Search the data for the string "over" and gather each line it is in.

*** RECORDS PROVIDED

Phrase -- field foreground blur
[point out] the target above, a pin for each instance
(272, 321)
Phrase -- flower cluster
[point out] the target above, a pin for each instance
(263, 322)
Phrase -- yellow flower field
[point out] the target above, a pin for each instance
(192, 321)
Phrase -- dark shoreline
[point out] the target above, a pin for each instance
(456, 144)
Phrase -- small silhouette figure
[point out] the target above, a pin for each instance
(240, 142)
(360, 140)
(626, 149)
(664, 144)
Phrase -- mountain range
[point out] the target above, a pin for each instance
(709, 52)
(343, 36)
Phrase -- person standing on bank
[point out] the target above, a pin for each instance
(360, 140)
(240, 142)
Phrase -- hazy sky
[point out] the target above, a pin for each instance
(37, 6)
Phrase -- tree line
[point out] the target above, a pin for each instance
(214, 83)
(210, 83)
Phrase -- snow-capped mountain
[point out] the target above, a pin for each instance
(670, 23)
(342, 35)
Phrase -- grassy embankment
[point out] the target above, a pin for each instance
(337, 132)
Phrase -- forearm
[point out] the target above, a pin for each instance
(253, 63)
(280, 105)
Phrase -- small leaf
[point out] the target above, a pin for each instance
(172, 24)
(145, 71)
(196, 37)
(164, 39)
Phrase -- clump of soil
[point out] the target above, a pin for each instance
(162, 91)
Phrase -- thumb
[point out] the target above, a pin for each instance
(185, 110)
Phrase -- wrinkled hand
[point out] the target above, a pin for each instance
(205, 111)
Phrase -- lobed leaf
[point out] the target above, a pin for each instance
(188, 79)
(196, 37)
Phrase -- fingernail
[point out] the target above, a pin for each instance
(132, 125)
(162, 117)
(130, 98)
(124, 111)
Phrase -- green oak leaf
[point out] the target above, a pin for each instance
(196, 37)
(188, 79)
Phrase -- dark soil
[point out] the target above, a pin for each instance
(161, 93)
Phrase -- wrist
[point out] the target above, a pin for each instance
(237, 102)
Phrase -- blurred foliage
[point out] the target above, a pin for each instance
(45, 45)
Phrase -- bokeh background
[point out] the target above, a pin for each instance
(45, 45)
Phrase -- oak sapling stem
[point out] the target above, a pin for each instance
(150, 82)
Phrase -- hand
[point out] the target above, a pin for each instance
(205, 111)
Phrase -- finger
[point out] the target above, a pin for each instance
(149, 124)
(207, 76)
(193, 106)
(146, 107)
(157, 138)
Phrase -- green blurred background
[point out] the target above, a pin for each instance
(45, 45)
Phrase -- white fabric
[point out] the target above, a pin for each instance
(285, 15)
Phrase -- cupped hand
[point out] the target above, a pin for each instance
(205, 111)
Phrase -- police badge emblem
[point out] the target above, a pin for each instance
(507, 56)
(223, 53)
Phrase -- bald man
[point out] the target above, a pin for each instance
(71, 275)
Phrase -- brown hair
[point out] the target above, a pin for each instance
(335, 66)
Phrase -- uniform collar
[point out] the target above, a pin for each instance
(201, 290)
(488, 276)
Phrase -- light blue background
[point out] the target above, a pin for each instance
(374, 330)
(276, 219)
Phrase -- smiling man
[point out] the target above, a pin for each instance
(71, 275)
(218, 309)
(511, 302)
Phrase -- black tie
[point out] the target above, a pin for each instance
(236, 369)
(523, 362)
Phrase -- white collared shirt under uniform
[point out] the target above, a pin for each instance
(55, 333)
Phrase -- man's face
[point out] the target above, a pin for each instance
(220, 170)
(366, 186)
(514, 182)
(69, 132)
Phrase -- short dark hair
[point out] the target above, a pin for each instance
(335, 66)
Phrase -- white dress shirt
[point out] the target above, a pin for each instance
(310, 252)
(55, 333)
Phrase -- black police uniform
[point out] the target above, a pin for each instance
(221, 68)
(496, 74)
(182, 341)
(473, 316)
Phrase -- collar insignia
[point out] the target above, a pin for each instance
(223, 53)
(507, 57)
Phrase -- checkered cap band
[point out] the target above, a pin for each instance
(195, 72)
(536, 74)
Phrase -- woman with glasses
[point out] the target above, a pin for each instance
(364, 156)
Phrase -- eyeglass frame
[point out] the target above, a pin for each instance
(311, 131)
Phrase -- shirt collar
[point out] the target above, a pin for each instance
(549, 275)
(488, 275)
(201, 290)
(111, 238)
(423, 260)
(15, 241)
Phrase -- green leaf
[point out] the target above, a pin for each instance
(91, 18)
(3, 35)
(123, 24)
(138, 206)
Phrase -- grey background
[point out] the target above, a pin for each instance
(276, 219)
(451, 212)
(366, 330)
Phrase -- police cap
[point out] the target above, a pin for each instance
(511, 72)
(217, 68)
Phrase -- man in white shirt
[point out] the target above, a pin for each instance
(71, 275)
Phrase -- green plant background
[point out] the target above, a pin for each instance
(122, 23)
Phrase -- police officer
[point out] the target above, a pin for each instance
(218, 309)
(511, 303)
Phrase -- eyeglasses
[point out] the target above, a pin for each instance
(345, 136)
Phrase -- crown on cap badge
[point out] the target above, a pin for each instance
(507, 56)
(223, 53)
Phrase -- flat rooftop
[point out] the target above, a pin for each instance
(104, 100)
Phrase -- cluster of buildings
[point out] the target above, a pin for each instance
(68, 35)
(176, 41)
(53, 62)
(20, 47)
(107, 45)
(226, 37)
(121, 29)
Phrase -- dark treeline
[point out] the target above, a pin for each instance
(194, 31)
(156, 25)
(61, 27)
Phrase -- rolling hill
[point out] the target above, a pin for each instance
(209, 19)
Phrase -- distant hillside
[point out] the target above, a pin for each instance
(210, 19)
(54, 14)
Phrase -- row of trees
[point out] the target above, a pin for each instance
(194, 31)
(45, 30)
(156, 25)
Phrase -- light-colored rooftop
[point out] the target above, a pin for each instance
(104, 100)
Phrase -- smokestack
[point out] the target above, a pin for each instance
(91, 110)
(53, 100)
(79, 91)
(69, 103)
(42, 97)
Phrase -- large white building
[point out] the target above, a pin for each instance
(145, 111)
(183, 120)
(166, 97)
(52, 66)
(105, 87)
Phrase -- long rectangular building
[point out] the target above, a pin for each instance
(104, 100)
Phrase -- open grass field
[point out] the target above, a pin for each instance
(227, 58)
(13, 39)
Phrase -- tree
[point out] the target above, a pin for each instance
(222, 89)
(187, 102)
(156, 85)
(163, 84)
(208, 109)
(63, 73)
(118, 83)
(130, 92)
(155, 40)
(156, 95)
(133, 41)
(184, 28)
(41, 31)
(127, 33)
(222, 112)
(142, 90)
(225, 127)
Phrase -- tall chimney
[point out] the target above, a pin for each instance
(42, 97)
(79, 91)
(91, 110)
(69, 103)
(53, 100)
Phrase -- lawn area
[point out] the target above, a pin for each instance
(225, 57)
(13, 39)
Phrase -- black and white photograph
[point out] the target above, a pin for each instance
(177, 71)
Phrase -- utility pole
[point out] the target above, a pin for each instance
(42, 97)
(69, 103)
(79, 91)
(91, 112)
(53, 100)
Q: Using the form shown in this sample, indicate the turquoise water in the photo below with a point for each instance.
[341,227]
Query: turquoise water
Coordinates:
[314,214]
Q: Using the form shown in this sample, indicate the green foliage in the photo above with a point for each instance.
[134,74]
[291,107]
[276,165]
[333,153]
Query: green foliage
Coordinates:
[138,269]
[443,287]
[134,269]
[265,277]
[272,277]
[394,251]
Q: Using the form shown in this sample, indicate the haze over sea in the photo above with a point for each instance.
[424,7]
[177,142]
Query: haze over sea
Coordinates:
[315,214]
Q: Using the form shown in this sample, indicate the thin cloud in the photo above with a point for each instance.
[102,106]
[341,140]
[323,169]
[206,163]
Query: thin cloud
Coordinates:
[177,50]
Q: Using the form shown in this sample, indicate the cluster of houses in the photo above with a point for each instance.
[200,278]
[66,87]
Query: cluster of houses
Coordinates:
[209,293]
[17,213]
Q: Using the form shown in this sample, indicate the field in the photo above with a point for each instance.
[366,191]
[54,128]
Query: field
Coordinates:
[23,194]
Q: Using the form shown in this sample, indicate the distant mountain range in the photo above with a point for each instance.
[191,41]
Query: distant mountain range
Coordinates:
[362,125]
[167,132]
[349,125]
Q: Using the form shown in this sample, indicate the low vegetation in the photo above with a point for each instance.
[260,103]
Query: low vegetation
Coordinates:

******

#### TASK OUTPUT:
Q: Using the form shown in this sample, indicate the haze over sea in the photo above with a point for each instance.
Query: haze over sea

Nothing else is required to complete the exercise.